*Problem to solve*: Recast the records below, from the line with "# test: point to the white cloud, one" through the end of the records, as a JSON list of strings with one string per line and any blank lines left out.

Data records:

_ _ _ _ _

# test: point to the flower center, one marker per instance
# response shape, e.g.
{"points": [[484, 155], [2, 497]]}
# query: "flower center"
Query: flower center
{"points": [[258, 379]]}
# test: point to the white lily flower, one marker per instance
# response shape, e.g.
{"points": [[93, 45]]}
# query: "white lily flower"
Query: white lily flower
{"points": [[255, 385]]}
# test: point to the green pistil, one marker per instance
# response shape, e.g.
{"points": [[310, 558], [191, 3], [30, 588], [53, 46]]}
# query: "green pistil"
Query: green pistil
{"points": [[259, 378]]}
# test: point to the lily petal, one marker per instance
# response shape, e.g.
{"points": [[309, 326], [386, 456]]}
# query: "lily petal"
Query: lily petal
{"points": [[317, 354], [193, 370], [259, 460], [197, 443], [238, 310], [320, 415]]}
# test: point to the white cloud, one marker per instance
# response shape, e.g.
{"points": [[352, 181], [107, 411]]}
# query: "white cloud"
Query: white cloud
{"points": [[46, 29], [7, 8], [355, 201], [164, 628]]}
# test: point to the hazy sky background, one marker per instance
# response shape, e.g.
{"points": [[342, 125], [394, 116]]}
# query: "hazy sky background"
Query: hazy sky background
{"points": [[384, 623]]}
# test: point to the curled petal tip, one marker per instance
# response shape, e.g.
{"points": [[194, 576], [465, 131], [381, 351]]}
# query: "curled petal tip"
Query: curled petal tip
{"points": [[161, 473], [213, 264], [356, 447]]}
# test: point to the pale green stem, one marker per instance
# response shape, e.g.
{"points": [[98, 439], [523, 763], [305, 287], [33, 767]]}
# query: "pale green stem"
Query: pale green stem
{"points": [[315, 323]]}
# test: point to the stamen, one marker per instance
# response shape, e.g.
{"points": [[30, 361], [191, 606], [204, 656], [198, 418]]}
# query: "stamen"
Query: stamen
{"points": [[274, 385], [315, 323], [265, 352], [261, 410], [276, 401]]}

_ _ _ _ _

*Answer to this problem*:
[
  "# test: point to the white cloud, one marker per instance",
  "# response shape, e.g.",
  "{\"points\": [[352, 181], [107, 411]]}",
  "# query: \"white cloud\"",
  "Query: white cloud",
  "{\"points\": [[46, 29], [7, 8], [355, 201], [164, 628]]}",
  "# test: point to the hazy sky background, one marker per instance",
  "# response shape, e.g.",
  "{\"points\": [[342, 125], [394, 116]]}",
  "# query: \"hazy sky background\"",
  "Query: hazy sky background",
  "{\"points\": [[384, 623]]}",
  "# test: point to the curled petal tip, one marker per instance",
  "# response shape, e.g.",
  "{\"points\": [[194, 576], [465, 131], [381, 351]]}",
  "# query: \"curled petal tip\"",
  "Query: curled petal tip",
  "{\"points\": [[161, 473], [213, 264], [356, 447]]}",
  "# test: point to the pale green stem, one marker per instance",
  "# response shape, e.g.",
  "{\"points\": [[98, 439], [523, 763], [305, 287], [33, 767]]}",
  "# query: \"pale green stem\"",
  "Query: pale green stem",
  "{\"points\": [[315, 323]]}",
  "# test: point to the stamen, one marker per instance",
  "# response shape, e.g.",
  "{\"points\": [[30, 361], [191, 606], [204, 656], [198, 418]]}",
  "# query: \"stamen\"",
  "Query: stamen",
  "{\"points\": [[274, 385], [315, 323], [265, 352], [261, 410], [276, 401]]}"
]